• [SET OF TASKS]:
**a.** Rewrite a passage of the Chagrin fishing thread: begin at the words "Nice fish! I'm" and stop after "gone this year.". Replace "confidence" with "optimism".
**b.** Answer these questions on the Chagrin fishing thread, one per line:
(i) How many fish did musclebeach22 catch on Tuesday?
(ii) How long was the big hen in the fourth pic?
(iii) Where are the polo fields?

• [DOCUMENT EXTRACT]:
------------------------------------------------------------
# Falls in chagrin!



## musclebeach22

Ok guys, time for me to let everyone in on a secret I've been keeping. For the past week I've been fishing under the falls in chagrin. "On fire" is about the only way I can describe it. Caught 4 on friday, 7 on saturday (and yes, it was cold...), 8 on Tuesday, and 3 today. Now that may not sound like a lot to some of you, but keep in mind, the longest I was there was on saturday. And that was only for 3 hrs. Been hitting it everyday after work around 3pm. 

Sent from my SCH-I535 using Ohub Campfire mobile app


----------



## bassman56

Nice job man! The chagrin has been on fire for Me too! Its been mostly smaller fish but today we got into much bigger ones.

Sent from my SM-N900T using Ohub Campfire mobile app


----------



## ducman491

Well that pretty much makes up my mind for Saturday's festivities. I won't poach your spot but I will ask what you're using.


----------



## musclebeach22

Here are the biggest fish from each day. Sorry I didn't load them in order. First pic was from saturday, second pic and third pic were same fish from tonight, forth pic was from yesterday, and the last pic was from friday.

Sent from my SCH-I535 using Ohub Campfire mobile app


----------



## steelhead sniper 860

Nice job, beautiful colors on them, thanks for the pics, did you get any measurements?


----------



## SoCal Nightfisher

Nice fish! I'm glad to see fish are all over the river. Maybe I'll hit up north chagrin with more confidence if they're all the way to chagrin falls. I've been skunked at the reservation every time I've gone this year.


----------



## musclebeach22

@ steelhead sniper, yes I did get measurements. The first fish went 26.5, the fish in the second and third pics went 28.25, the big hen in the forth pic was 31.25 and the fish in the lasg pic was 24.75

Sent from my SCH-I535 using Ohub Campfire mobile app


----------



## Thundergut

Fished by the polo fields today, and caught nothing. Just nice to be out. Have to figure if they are all the way to the falls, they have to be through there, no? Then again, I am a rookie at this


----------



## KTkiff

I have not done well around the polo fields in limited attempts in two years.

Sent from my HTC One mini using Ohub Campfire mobile app


----------



## SoCal Nightfisher

I've was skunked at the polo fields the one time I went this year. But it's true that even a bad day fishing beats a good day working.


----------



## jiggin'fool

What area is the polo field area? Not real familiar with it... All I know is what the access maps on the DNR site call them.


----------



## musclebeach22

The polo fields are in hunting valley on the corner of rt. 87 and chagrin river road. Can't miss em! Some good holes but be careful and respectful, downstream about a couple hundred yards is the end of the park and beginning of private land. And let me say, the owners don't like visitors....upstream has some great slow deep water which is money right now with the water temp being so low.
------------------------------------------------------------
• [DATA EXTRACT]:
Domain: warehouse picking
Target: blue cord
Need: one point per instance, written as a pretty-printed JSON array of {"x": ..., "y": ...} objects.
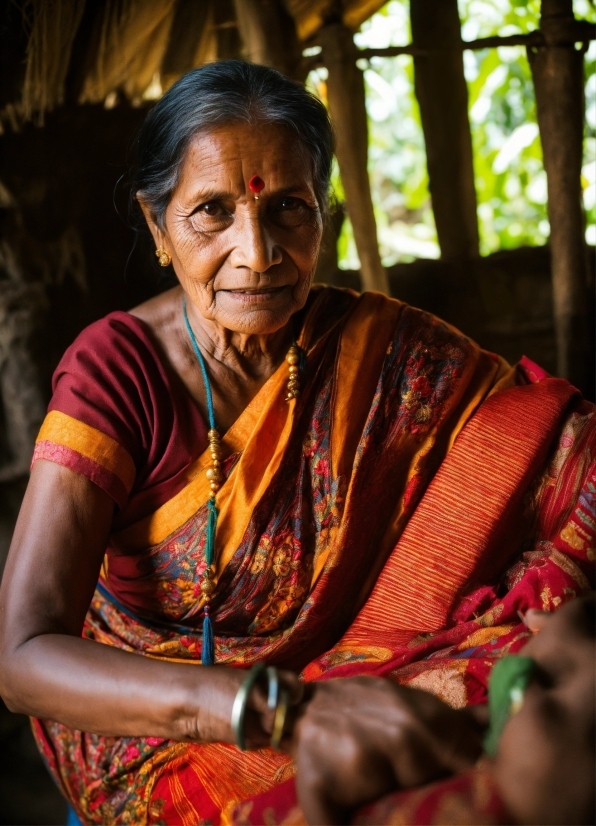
------------------------------------------------------------
• [EXPECTED OUTPUTS]:
**a.**
Nice fish! I'm glad to see fish are all over the river. Maybe I'll hit up north chagrin with more optimism if they're all the way to chagrin falls. I've been skunked at the reservation every time I've gone this year.

**b.**
(i) 8
(ii) 31.25
(iii) In Hunting Valley, on the corner of Rt. 87 and Chagrin River Road